**PROBLEM**:
From the listing below, copy every line with the word "resolution".

**INFORMATION**:
##########

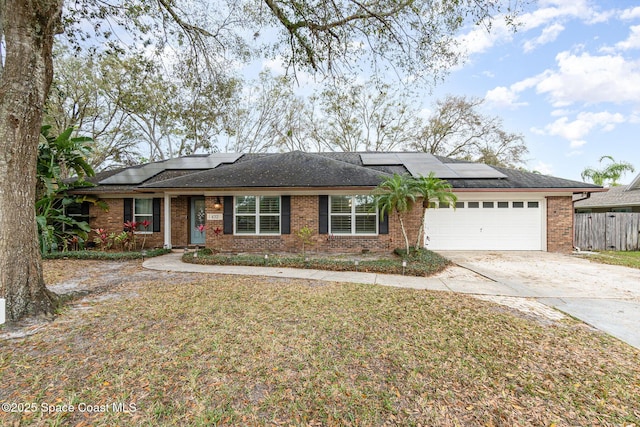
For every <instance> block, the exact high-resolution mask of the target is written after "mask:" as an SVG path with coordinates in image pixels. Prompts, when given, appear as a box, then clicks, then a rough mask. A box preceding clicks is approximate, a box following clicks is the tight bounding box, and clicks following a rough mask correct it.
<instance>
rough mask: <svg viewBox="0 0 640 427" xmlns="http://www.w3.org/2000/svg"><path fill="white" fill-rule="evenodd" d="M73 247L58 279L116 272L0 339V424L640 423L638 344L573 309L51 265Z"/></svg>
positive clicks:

##########

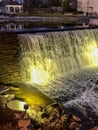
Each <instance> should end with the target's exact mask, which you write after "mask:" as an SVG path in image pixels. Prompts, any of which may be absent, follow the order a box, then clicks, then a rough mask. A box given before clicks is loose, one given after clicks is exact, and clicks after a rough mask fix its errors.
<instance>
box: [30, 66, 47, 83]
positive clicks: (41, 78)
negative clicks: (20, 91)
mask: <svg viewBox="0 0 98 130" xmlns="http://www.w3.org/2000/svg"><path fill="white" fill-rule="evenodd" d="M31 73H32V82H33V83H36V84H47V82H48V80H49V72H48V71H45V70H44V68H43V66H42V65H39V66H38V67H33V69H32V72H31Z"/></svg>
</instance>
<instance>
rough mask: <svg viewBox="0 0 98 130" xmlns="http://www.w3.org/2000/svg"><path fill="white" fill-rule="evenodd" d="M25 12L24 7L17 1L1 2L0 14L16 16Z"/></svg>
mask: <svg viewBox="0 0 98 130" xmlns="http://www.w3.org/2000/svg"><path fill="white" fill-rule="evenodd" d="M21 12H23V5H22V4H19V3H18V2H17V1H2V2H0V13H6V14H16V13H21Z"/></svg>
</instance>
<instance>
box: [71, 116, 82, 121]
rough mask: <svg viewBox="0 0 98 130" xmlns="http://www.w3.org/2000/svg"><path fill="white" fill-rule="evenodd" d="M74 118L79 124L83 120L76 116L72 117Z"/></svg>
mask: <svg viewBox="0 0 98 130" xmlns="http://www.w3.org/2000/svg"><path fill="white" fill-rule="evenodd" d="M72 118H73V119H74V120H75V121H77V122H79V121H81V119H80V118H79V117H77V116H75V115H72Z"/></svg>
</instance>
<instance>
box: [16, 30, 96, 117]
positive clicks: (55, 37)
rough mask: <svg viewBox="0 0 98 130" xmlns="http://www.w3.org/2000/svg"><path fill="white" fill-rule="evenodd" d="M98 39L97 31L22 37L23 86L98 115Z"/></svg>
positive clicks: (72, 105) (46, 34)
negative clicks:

##########

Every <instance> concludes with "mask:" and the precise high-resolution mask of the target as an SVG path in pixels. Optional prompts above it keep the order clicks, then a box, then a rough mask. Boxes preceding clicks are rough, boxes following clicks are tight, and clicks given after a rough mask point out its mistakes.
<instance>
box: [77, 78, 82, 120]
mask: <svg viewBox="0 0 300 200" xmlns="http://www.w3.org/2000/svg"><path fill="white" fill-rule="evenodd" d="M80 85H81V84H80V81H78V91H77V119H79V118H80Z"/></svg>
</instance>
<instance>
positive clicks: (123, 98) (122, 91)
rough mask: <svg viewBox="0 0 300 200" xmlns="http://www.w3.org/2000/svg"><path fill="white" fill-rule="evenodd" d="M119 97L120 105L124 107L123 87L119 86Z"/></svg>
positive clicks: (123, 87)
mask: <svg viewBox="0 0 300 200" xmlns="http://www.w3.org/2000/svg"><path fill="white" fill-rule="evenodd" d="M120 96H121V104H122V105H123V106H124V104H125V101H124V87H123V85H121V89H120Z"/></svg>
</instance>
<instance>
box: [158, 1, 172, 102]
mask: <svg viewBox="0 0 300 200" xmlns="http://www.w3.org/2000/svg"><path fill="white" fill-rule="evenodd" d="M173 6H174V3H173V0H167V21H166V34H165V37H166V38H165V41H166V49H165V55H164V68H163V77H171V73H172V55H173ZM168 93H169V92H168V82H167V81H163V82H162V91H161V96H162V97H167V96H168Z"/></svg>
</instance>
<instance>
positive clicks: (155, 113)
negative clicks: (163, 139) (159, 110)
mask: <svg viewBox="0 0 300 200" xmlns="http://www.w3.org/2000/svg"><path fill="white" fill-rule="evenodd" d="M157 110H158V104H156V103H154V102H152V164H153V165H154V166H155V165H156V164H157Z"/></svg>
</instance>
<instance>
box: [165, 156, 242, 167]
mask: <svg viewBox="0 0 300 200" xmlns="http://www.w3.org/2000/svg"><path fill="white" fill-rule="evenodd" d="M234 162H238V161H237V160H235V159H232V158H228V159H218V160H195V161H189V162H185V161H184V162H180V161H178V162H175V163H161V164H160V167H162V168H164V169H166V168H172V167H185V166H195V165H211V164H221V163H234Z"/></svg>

##########

**ANSWER SPACE**:
For every <instance> block, the exact high-resolution mask of the target is written after "mask:" as an SVG path with coordinates in image pixels. Prompts, when given, appear as a box, then clicks, then a rough mask. A box preceding clicks is approximate, a box following clicks is the tight bounding box, and clicks following a rough mask correct it.
Every <instance> concludes with "mask:" and the precise high-resolution mask of the target as an SVG path in pixels. Optional prompts above it keep the order clicks, then a box, then a rough mask. Boxes preceding clicks are rough, boxes following clicks are tight, and clicks given after a rough mask point out its mistakes.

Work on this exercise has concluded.